Go through the records below line by line and report how many lines include "thin", giving the number only.

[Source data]
□ □ □ □ □
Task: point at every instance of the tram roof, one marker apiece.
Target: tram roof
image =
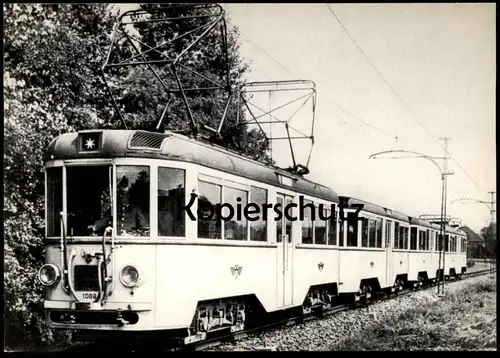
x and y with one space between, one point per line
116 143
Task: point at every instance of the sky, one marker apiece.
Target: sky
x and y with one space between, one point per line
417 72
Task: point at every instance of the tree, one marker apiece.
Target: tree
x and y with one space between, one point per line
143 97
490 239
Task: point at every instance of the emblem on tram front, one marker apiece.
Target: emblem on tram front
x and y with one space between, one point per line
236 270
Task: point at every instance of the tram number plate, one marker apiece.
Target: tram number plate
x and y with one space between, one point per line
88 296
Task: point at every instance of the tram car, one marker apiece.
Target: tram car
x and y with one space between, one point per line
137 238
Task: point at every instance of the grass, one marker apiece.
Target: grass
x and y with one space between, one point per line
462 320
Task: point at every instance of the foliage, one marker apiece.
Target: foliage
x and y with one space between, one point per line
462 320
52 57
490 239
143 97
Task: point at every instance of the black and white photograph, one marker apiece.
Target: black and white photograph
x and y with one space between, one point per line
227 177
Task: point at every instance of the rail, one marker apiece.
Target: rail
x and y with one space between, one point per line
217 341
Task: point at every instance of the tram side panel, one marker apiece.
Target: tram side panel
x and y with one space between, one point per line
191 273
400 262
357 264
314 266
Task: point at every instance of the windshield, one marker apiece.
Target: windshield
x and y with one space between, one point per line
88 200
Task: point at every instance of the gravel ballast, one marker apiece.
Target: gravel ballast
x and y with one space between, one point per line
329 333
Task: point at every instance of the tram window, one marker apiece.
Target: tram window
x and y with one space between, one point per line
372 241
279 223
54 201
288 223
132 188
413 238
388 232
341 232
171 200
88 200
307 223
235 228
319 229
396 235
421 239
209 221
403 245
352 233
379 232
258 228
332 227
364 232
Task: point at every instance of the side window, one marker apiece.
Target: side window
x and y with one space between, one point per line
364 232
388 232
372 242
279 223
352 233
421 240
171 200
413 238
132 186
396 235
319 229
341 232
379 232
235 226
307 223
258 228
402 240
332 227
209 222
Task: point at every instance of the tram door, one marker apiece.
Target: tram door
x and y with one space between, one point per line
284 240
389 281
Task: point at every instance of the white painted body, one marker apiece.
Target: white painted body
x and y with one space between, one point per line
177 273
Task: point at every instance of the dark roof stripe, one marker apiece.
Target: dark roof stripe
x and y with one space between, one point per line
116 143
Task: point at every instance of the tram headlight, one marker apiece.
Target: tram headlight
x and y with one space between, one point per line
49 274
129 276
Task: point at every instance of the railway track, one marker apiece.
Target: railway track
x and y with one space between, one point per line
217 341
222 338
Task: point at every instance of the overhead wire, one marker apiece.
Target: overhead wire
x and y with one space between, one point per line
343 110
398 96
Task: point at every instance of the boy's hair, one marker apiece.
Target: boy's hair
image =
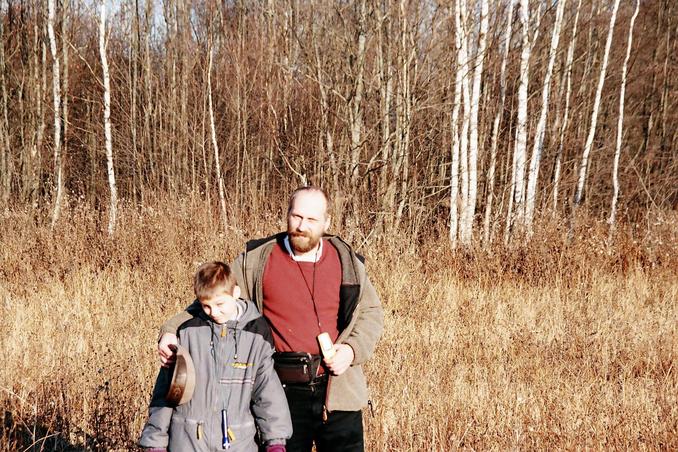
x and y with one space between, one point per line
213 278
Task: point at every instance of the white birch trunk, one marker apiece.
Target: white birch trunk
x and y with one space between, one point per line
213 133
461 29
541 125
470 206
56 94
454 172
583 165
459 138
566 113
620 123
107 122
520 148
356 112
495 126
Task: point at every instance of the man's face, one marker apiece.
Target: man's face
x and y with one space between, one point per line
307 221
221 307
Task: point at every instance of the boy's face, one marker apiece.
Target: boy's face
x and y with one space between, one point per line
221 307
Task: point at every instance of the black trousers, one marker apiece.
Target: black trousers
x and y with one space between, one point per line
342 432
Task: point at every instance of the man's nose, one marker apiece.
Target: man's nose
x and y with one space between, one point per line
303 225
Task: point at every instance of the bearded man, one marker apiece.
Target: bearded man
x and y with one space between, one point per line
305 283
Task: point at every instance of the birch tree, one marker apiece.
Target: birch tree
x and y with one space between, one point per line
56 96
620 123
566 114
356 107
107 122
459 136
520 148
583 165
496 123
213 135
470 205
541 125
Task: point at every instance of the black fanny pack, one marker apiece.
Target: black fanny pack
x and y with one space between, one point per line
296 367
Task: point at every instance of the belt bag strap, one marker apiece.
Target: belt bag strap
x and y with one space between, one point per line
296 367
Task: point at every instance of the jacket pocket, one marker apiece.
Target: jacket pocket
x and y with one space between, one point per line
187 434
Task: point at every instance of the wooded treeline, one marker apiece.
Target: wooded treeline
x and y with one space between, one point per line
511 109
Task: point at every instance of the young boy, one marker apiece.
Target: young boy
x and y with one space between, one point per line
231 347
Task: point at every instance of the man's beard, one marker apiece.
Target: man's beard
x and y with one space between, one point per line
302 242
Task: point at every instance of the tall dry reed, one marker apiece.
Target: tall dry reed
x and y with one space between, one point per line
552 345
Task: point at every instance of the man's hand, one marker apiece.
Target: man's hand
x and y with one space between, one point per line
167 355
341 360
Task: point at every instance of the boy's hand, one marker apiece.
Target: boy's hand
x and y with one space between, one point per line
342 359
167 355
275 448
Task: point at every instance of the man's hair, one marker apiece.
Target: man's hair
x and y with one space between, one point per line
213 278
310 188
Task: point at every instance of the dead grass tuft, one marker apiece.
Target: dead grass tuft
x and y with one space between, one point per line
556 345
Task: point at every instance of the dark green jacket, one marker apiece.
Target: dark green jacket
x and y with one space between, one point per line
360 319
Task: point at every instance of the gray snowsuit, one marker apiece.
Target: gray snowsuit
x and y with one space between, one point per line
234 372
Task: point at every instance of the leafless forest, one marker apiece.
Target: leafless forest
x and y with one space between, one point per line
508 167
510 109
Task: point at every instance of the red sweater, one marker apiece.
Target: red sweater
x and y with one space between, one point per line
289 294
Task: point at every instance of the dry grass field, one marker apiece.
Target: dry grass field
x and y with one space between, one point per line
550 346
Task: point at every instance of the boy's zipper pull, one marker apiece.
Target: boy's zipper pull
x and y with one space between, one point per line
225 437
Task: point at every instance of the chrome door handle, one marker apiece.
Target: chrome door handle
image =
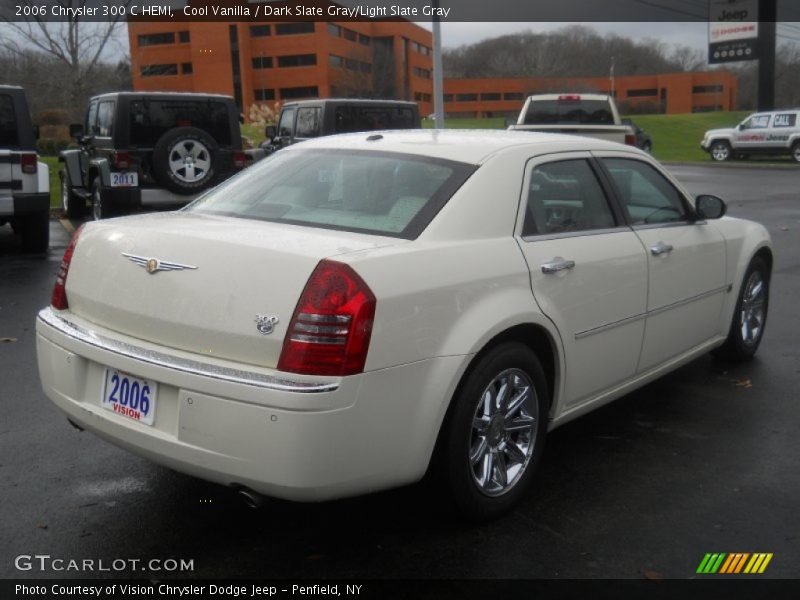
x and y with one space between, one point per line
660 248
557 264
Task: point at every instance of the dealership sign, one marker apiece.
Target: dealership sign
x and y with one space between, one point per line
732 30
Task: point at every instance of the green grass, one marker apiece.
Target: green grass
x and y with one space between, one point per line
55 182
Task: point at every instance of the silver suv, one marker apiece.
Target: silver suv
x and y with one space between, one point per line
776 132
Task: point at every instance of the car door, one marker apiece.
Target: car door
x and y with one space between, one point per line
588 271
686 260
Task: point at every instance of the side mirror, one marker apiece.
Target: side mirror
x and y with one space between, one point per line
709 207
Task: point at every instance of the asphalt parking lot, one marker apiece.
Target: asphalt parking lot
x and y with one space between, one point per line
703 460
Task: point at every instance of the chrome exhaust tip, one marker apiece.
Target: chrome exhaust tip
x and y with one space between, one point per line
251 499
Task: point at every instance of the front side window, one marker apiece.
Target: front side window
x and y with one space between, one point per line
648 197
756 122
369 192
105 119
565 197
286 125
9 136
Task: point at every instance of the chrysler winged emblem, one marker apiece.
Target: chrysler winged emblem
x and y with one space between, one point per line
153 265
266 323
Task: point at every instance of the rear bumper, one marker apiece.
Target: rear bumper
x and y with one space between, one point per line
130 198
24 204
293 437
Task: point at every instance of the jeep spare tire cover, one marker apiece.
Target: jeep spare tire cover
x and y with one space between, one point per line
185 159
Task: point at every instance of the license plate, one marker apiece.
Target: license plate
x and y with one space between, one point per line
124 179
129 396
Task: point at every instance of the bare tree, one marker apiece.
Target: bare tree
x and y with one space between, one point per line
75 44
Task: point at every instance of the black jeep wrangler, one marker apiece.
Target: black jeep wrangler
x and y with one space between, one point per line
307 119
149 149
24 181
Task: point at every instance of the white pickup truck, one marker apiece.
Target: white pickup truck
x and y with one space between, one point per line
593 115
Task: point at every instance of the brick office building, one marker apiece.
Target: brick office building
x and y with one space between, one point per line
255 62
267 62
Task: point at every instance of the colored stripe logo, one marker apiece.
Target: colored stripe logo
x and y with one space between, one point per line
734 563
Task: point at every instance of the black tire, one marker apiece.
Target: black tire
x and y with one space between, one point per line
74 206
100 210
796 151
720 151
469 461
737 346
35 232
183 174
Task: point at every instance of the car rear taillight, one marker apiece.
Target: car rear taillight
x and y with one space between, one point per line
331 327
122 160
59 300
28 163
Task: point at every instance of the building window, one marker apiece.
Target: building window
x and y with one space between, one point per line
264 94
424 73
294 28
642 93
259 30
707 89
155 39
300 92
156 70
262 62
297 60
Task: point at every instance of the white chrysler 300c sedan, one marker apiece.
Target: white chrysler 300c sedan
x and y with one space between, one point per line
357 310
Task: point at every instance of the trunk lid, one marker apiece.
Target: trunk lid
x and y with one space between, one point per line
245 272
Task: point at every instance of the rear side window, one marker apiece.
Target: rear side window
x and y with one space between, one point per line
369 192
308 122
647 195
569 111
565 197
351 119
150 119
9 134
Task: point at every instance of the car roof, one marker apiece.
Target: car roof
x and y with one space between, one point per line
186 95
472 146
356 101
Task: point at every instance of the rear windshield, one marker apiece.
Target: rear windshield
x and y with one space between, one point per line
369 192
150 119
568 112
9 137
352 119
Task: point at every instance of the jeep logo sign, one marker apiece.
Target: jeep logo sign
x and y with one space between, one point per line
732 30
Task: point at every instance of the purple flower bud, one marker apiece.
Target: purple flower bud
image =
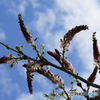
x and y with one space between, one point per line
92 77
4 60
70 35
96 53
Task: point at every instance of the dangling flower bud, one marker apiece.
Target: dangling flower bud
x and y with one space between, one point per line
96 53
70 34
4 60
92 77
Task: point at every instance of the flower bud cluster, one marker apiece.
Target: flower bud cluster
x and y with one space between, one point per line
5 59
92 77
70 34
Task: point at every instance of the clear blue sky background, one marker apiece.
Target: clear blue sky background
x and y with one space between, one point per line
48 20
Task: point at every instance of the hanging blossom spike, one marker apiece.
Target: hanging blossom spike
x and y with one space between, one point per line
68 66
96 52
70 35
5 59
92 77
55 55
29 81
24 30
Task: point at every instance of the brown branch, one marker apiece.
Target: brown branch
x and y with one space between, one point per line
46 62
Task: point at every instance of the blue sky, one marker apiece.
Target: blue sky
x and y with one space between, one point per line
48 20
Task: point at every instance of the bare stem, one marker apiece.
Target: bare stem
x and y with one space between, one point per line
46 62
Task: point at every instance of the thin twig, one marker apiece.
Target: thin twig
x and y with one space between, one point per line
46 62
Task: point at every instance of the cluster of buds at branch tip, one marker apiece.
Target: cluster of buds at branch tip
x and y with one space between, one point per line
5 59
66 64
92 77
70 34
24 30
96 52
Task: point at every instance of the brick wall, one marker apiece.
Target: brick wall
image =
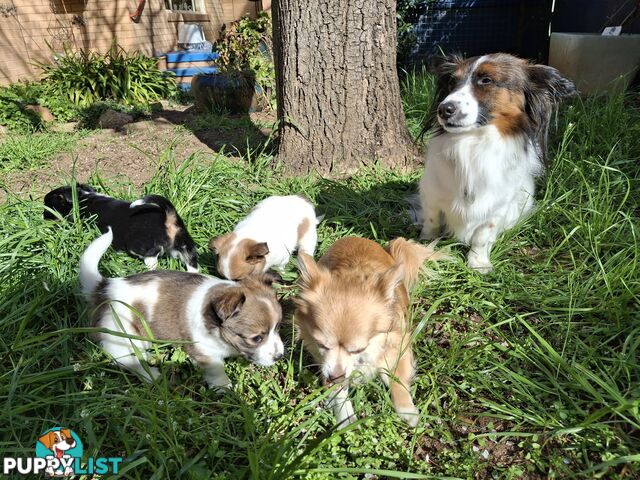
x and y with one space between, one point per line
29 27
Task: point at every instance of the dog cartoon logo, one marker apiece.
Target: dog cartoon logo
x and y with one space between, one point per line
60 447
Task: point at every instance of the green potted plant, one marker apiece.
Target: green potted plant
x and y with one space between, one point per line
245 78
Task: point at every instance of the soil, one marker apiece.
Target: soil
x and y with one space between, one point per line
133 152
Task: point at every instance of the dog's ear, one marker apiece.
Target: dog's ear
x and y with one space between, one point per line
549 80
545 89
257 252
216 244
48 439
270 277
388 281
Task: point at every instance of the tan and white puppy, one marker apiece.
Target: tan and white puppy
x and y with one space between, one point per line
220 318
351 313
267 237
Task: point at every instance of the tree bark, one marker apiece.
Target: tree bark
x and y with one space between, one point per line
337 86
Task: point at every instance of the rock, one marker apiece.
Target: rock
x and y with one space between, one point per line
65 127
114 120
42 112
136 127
□ □ □ □ □
Answer box: 2